**Selected passage:**
┌──
PRIME-TIME
WAR
The smoke from the funeral pyres drifts skywards. A
grim-faced honour guard reverses arms. A lone bugler sounds the last post. This is how we
say farewell to men of arms who die in battle. It's an image that fills the screens of 22
million homes every day as a television-age India watches the final journey of its dead
soldiers -- over dinner.
Dinner is what the parents of Sergeant Raj Kishore Sahu, 28,
were having on May 28 when they heard about the downing of a Mi-17 helicopter gunship by a
Stinger missile. And as they listened disbelieving, the television news anchor read out
Sahu's name among the four crew who died over Kargil's icy battlefield. The official
telegram saying that the President of India regretted to inform them of the death of Sgt
Sahu arrived after the family had gone into shock.
In the media-driven US, a soldier's family never learns of
his or her death from the media. Names are never released until a messenger reaches the
family first. That's supposed to be Indian practice as well, but this is just one of the
problems India is struggling with during its first major conflict in this age of
television. The human aspect apart, official media managers quickly realised that
unguarded comments are magnified hugely -- like George Fernandes' offer to consider safe
passage for militants, a military spokesman's reference to the "war" in Kargil
-- by a forest of television mikes, notebooks and tape-recorders.
└──
**Material:**
┌──
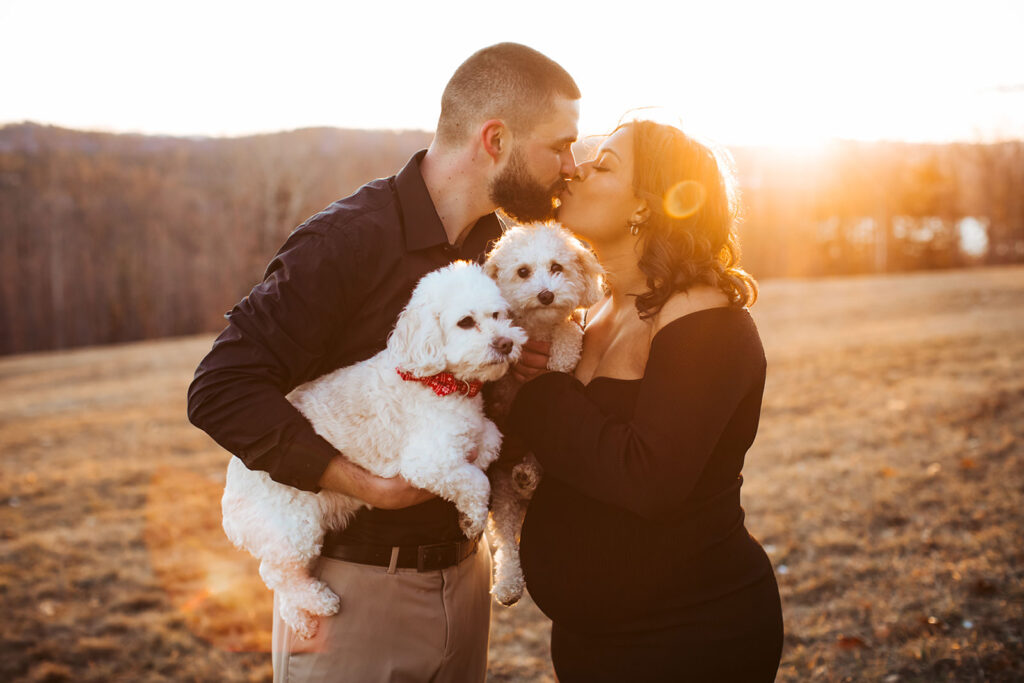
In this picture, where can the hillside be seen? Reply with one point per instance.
(886, 482)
└──
**Set of tasks:**
(A) According to the prime-time war article, what brought down the Mi-17 helicopter gunship on May 28?
(B) State whether each statement agrees with the prime-time war article, giving yes or no and quoting the deciding words: (i) The official telegram reached Sergeant Sahu's family before they learned of his death. (ii) In the US, a soldier's name is not released until a messenger has reached the family. (iii) Four crew members died when the helicopter was downed.

**Worked answers:**
(A) A Stinger missile.

(B)
(i) No: "arrived after the family had gone into shock"
(ii) Yes: "Names are never released until a messenger reaches the family first."
(iii) Yes: "Sahu's name among the four crew who died over Kargil's icy battlefield"